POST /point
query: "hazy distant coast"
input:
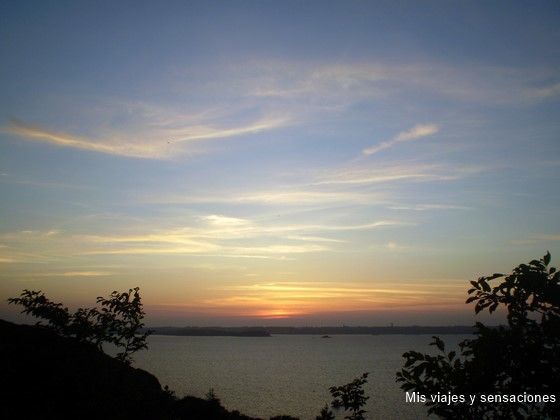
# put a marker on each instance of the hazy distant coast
(268, 331)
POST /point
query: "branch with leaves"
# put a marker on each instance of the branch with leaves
(117, 321)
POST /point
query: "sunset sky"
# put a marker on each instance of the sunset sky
(277, 162)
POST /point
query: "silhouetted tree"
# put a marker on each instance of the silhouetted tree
(351, 397)
(326, 414)
(513, 362)
(118, 321)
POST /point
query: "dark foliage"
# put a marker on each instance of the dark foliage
(48, 376)
(523, 357)
(351, 397)
(118, 321)
(325, 414)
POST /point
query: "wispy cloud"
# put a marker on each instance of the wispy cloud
(534, 239)
(415, 133)
(384, 173)
(154, 143)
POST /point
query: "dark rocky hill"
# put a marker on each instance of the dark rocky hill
(46, 376)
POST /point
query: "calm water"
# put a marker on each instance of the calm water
(286, 374)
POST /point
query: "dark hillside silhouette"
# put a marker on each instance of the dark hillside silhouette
(47, 376)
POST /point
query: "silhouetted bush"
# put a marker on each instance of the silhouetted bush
(118, 321)
(351, 397)
(513, 362)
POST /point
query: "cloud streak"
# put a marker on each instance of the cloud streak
(155, 143)
(415, 133)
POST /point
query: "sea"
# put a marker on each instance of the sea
(287, 374)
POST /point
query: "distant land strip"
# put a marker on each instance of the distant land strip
(269, 331)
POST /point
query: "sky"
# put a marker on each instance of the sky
(277, 162)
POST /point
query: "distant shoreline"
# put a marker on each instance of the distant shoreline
(269, 331)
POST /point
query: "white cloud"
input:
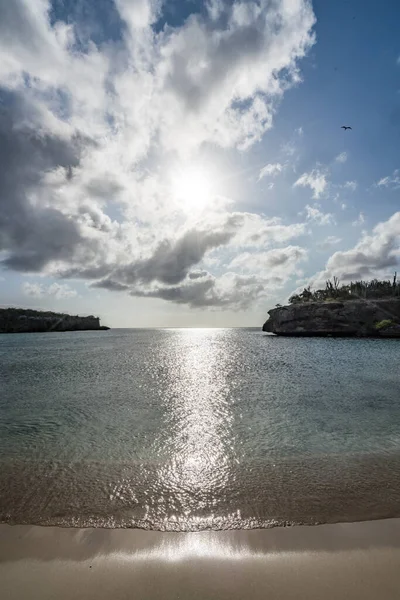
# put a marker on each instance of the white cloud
(313, 213)
(57, 290)
(316, 180)
(85, 124)
(329, 242)
(390, 181)
(342, 157)
(35, 290)
(270, 170)
(360, 220)
(350, 185)
(278, 262)
(375, 255)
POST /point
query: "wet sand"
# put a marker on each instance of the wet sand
(349, 560)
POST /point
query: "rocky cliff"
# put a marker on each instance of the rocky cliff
(363, 318)
(18, 320)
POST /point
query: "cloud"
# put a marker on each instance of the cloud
(256, 231)
(83, 122)
(329, 242)
(57, 290)
(390, 181)
(313, 213)
(360, 220)
(270, 170)
(375, 255)
(316, 180)
(341, 158)
(280, 261)
(350, 185)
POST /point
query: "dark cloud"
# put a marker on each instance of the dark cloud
(172, 260)
(197, 274)
(111, 285)
(31, 235)
(196, 295)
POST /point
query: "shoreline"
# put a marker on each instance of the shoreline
(352, 560)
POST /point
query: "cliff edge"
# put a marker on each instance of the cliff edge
(19, 320)
(360, 318)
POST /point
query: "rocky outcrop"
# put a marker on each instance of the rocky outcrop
(19, 320)
(362, 318)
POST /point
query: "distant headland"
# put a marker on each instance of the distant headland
(21, 320)
(360, 309)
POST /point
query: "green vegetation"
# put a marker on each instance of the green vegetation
(374, 289)
(384, 324)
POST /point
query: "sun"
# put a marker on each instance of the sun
(192, 188)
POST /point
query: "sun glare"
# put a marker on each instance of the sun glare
(192, 188)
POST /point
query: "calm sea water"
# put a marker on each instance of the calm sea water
(187, 429)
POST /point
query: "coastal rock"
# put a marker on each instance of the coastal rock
(363, 318)
(19, 320)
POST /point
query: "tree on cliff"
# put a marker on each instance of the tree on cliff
(373, 289)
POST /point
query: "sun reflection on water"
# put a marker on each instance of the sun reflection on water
(199, 420)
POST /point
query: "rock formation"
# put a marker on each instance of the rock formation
(362, 318)
(19, 320)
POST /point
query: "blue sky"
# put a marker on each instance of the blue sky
(183, 163)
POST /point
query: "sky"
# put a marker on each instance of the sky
(182, 163)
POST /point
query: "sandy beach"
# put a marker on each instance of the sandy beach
(350, 560)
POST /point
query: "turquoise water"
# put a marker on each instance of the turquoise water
(197, 428)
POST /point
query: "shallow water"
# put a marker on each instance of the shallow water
(188, 429)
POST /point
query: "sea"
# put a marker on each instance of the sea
(195, 429)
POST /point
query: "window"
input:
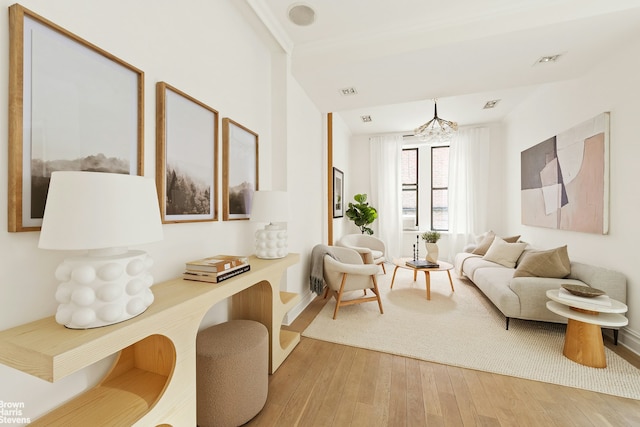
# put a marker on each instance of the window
(425, 167)
(440, 188)
(410, 187)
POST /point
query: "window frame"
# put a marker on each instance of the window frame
(433, 189)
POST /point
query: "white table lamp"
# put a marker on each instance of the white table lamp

**Aim of the exercise:**
If a line of the records includes the string "table", copy it out.

**Solution to this task:**
query: "white table lamp"
# put a marker on each instance of the white table lamp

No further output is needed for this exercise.